▶ **GOAL**: Rewrite the listing below, starting with its first line and going on through the line with "x=249, y=366", and add 70 to every coordinate that follows "Result:". Keep every other line, including the coordinates under "Sample output", unchanged.

▶ **EXCERPTED DATA**:

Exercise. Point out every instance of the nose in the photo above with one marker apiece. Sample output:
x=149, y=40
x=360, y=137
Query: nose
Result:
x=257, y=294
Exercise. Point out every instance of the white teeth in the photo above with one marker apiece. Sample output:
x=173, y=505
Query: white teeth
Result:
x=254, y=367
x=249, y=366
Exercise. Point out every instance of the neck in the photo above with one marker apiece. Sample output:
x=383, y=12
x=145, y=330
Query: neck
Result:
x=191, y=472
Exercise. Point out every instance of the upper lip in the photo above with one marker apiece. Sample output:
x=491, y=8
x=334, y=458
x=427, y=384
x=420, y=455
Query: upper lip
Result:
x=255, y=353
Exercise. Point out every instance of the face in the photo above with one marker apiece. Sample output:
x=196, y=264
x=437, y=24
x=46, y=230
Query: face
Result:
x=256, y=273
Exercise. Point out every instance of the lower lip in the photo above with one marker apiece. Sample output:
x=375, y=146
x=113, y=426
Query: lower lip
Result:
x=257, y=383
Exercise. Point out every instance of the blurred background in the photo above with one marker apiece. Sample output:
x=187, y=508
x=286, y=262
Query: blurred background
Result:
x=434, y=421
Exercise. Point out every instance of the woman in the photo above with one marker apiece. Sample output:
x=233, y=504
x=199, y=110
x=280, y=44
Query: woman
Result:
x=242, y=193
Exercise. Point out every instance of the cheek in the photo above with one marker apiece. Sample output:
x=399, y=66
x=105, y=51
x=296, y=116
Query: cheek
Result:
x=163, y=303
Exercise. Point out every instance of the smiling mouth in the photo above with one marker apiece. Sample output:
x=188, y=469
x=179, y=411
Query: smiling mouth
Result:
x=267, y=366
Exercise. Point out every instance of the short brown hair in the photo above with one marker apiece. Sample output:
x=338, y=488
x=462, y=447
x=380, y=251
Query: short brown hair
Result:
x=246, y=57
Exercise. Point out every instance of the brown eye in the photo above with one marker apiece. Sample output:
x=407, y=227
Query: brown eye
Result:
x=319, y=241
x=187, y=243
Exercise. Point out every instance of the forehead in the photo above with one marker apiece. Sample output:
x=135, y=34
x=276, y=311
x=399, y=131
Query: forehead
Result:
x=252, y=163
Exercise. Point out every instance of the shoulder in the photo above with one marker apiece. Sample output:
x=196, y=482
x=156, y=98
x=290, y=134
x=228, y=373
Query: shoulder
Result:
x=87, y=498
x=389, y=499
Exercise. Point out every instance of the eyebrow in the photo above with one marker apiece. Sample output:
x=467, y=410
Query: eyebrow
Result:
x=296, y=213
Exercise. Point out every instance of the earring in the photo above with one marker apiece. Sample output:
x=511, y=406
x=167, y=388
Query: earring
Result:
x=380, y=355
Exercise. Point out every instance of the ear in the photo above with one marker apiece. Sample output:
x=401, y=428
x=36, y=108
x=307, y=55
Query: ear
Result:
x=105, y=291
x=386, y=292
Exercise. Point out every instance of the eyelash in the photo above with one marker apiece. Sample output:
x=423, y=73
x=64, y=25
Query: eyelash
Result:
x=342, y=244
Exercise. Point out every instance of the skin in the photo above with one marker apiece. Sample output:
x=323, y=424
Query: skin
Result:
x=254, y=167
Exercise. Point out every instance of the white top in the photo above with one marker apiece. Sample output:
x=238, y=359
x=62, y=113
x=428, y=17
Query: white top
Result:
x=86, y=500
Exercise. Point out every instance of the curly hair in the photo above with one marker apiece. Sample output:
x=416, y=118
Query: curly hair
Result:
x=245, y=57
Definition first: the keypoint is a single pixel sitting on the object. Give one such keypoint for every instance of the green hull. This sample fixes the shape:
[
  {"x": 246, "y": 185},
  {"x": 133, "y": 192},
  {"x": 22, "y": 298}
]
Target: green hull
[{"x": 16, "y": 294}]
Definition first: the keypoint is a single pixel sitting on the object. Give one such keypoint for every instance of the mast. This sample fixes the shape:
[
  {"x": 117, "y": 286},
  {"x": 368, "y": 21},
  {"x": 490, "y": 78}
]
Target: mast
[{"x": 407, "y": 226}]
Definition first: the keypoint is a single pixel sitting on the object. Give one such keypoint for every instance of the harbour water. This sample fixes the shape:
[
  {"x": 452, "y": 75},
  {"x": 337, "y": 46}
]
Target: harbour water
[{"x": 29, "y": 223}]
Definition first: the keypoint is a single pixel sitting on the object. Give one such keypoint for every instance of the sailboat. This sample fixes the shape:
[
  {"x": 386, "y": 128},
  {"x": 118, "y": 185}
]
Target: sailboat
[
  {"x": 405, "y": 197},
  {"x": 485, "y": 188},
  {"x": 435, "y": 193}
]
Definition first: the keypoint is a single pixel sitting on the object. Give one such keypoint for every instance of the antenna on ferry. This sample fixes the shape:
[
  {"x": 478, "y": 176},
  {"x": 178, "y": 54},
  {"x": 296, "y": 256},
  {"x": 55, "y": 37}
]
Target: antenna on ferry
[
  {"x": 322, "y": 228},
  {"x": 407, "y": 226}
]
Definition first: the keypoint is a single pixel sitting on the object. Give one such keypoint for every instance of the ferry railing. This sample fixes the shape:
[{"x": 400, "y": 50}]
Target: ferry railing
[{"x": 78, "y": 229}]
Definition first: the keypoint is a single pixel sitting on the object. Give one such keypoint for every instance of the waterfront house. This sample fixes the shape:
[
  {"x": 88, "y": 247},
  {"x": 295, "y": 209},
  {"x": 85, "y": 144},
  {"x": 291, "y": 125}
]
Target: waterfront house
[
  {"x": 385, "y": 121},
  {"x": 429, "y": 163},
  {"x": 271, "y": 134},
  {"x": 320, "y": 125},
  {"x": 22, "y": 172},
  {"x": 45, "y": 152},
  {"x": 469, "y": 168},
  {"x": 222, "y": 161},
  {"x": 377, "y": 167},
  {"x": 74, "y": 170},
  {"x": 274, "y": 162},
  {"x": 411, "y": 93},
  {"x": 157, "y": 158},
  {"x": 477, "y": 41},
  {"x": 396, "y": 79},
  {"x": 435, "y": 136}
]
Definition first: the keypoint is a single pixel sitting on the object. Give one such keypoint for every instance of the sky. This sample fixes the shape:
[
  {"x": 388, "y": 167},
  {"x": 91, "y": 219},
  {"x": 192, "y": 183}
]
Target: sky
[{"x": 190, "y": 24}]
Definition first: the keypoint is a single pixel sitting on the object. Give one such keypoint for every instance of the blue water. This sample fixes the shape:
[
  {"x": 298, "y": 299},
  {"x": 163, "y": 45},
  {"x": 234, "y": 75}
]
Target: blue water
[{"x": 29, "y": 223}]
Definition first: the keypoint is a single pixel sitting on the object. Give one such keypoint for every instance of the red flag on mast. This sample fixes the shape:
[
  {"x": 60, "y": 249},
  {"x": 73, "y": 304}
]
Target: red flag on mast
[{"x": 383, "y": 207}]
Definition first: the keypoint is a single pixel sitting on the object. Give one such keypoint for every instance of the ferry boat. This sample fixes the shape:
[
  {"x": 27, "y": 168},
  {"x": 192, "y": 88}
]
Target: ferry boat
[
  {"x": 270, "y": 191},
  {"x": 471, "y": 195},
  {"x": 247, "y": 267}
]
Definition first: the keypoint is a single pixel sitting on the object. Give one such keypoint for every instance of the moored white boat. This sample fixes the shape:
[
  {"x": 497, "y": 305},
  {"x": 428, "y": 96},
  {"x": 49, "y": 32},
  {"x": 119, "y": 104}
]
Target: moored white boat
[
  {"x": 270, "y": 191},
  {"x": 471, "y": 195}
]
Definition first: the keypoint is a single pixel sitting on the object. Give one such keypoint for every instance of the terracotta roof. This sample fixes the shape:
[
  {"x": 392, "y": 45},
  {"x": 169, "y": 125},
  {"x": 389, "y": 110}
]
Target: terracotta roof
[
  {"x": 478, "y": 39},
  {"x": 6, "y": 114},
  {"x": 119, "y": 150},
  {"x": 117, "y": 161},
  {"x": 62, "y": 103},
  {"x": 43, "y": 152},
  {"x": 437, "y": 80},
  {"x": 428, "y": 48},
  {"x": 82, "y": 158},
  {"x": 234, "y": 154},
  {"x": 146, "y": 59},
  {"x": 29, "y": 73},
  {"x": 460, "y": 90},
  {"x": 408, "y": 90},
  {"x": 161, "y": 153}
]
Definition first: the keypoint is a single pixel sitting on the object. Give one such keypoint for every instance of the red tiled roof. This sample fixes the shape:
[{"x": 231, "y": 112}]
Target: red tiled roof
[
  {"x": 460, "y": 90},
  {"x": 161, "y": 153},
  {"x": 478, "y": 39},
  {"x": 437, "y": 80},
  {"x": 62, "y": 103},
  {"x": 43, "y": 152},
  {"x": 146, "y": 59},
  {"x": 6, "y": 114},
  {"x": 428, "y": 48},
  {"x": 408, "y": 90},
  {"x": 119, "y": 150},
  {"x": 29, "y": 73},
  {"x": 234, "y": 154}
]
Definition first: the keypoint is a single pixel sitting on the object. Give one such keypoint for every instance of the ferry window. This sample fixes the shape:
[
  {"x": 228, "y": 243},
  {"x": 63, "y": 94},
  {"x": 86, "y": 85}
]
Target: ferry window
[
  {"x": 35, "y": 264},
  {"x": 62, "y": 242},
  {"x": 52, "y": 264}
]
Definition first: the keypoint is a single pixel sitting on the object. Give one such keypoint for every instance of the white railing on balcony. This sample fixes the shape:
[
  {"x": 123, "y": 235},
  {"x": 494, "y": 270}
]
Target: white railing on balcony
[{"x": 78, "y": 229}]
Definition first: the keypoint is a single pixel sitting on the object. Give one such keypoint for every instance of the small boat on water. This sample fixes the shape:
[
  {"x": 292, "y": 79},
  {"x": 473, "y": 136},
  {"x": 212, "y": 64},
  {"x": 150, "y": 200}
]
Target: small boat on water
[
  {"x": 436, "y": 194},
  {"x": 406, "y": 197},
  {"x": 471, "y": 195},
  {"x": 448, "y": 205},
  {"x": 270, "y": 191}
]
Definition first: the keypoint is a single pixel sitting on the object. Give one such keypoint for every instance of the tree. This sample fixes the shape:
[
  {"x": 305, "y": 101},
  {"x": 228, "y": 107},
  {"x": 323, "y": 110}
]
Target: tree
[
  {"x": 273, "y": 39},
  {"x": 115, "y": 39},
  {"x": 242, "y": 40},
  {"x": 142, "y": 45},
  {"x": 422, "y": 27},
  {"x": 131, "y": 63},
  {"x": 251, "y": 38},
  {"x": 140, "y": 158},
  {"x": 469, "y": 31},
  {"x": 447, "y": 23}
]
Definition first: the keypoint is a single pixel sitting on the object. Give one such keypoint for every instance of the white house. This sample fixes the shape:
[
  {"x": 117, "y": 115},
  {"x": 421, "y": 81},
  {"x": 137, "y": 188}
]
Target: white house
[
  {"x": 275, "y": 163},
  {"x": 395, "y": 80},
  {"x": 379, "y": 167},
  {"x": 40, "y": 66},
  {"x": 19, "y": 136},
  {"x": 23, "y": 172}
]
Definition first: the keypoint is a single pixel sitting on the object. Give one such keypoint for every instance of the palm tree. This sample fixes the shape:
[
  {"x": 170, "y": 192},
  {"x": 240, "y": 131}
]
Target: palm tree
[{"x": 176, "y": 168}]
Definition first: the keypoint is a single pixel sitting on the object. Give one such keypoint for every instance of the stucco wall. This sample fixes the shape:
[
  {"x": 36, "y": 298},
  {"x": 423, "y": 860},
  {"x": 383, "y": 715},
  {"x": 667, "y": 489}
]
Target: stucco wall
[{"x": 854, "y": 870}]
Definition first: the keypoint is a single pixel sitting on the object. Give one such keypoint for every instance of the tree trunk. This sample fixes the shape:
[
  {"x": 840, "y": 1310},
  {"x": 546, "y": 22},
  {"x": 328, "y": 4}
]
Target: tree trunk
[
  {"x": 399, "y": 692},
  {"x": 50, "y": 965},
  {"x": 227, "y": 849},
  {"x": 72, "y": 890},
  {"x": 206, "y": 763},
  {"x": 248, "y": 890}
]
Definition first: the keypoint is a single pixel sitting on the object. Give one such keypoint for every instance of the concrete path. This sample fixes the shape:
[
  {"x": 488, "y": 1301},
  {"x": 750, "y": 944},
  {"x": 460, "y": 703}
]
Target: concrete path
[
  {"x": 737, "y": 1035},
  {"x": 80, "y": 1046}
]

▶ **FULL ANSWER**:
Exercise. Point out every instance of the nose in the photo above with one marker apiece. Sample output:
x=149, y=40
x=360, y=137
Query: nose
Result:
x=327, y=364
Exercise. Point out every instance of the white teeth in the photo above with one marker apiece. Sample output:
x=173, y=505
Query: white teeth
Result:
x=324, y=437
x=319, y=436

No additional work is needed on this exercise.